# PROBLEMS TO WORK ON
a) In the case record, what is the title of the application?
b) Repeat word for word the part of the case record from "T 0656/02 ()" to "EN (PDF, 72.550K)".

# SOURCE
§

T 0656/02 () of 18.11.2004

European Case Law Identifier: ECLI:EP:BA:2004:T065602.20041118
Date of decision: 18 November 2004
Case number: T 0656/02
Application number: 90114721.5
IPC class: C22C 1/04
Language of proceedings: EN
Distribution: D
Download and more information:
Decision text in EN (PDF, 72.550K)
Documentation of the appeal procedure can be found in the Register
Bibliographic information is available in: EN
Versions: Unpublished
Title of application: Cold accumulating material and method of manufacturing the same
Applicant name: KABUSHIKI KAISHA TOSHIBA
Opponent name: -
Board: 3.2.02
Headnote: -
Relevant legal provisions:
European Patent Convention 1973 Art 54
European Patent Convention 1973 Art 56
European Patent Convention 1973 Art 84
Keywords: Inventive step, (yes) after amendment
Catchwords:

-

Cited decisions:
-
Citing decisions:
T 0961/10

Summary of Facts and Submissions

I. The grant of European patent No. 0 411 591 was mentioned on 16 July 1997.

§

# GIVEN MATERIAL
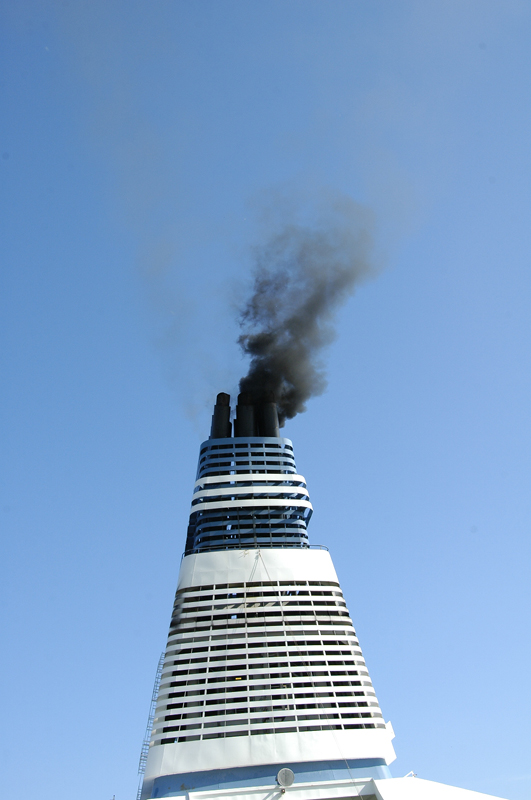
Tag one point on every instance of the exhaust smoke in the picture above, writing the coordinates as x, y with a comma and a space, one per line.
303, 275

§

# SOLUTION SET
a) Cold accumulating material and method of manufacturing the same

b)
T 0656/02 () of 18.11.2004

European Case Law Identifier: ECLI:EP:BA:2004:T065602.20041118
Date of decision: 18 November 2004
Case number: T 0656/02
Application number: 90114721.5
IPC class: C22C 1/04
Language of proceedings: EN
Distribution: D
Download and more information:
Decision text in EN (PDF, 72.550K)